To do
**1.** From the dish scoring text, write out the part that opens with the words "Development Sample Results" and closes with "salmon, shawarma chicken.", swapping "Pret a Manger" for "Leon".
**2.** In the dish scoring text, how many dishes was the scoring formula calibrated against?
**3.** Carry on the dish scoring text from its last sentence.
==== Provided passage ====
Development Sample Results
Our scoring formula was calibrated against 318 dishes from four UK restaurant chains:
| Restaurant | Dishes scored | Average base score |
|---|---|---|
| itsu | 78 | 5.37 / 10 |
| Farmer J | 44 | 5.29 / 10 |
| Pret a Manger | 169 | 4.97 / 10 |
| The Salad Project | 27 | 4.94 / 10 |
6% of dishes scored 7.0+, 57% scored 5.0–7.0, 16% scored below 3.0. Highest-scoring dishes were oily fish preparations — salmon sashimi, miso salmon, shawarma chicken.
What the Score Is Not
- It is not a dietary prescription. It doesn't account for your individual health conditions, medications, or life stage.
- It is not a measure of taste, sustainability, ethics, or value for money — only nutritional quality.
- It is not a reason to avoid any food. A croissant that scores 2.5 is a perfectly reasonable occasional choice.
- It is not final. We update our formula as the evidence base grows and as we obtain more verified data.
Frequently Asked Questions
Why does a banana score lower than a chicken dish?
The formula scores complete meals, not individual ingredients. A banana has excellent potassium and vitamin C but limited protein as a standalone item. In the context of a full day's eating it contributes positively. Use the daily score for single whole foods.
Why is the Bio Hacker score generally lower?
It weights omega-3, vitamin D, selenium, and B12 very heavily — nutrients that are genuinely sparse in most restaurant food. Only oily fish dishes score highly. A Bio Hacker score of 6 represents an excellent eat-out choice for longevity nutrition.
Does a high score mean I should eat this every day?
No. Nutritional diversity matters. A varied diet — even with some lower-scoring items — may be more beneficial long-term than identical high-scoring meals.
==== Stored data ====
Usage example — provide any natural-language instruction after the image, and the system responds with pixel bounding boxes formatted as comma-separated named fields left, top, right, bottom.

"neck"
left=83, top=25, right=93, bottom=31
====
Numbered responses
**1.**
Development Sample Results
Our scoring formula was calibrated against 318 dishes from four UK restaurant chains:
| Restaurant | Dishes scored | Average base score |
|---|---|---|
| itsu | 78 | 5.37 / 10 |
| Farmer J | 44 | 5.29 / 10 |
| Leon | 169 | 4.97 / 10 |
| The Salad Project | 27 | 4.94 / 10 |
6% of dishes scored 7.0+, 57% scored 5.0–7.0, 16% scored below 3.0. Highest-scoring dishes were oily fish preparations — salmon sashimi, miso salmon, shawarma chicken.

**2.** 318 dishes, from four UK restaurant chains.

**3.**
Can restaurants improve their scores?
Yes — by providing analytically verified nutritional data, by reformulating dishes to reduce salt or ultra-processed ingredients, or by having their existing profile accurately reflected. We work directly with restaurant partners on all of the above.
References
- Leidy HJ et al. (2015). "The role of protein in weight loss and maintenance." Am J Clin Nutr. 101(6):1320S-1329S.
- Reynolds A et al. (2019). "Carbohydrate quality and human health." The Lancet. 393(10170):434-445.
- Hooper L et al. (2020). "Reduction in saturated fat intake for cardiovascular disease." Cochrane Database of Systematic Reviews.
- Srour B et al. (2019). "Ultra-processed food intake and risk of cardiovascular disease." BMJ. 365:l1451.
- Hall KD et al. (2019). "Ultra-Processed Diets Cause Excess Calorie Intake and Weight Gain." Cell Metabolism. 30(1):67-77.
- Bhatt DL et al. (2019). "Cardiovascular Risk Reduction with Icosapent Ethyl." NEJM. 380(1):11-22.
- Manson JE et al. (2019). "Vitamin D Supplements and Prevention of Cancer and Cardiovascular Disease." NEJM. 380(1):33-44.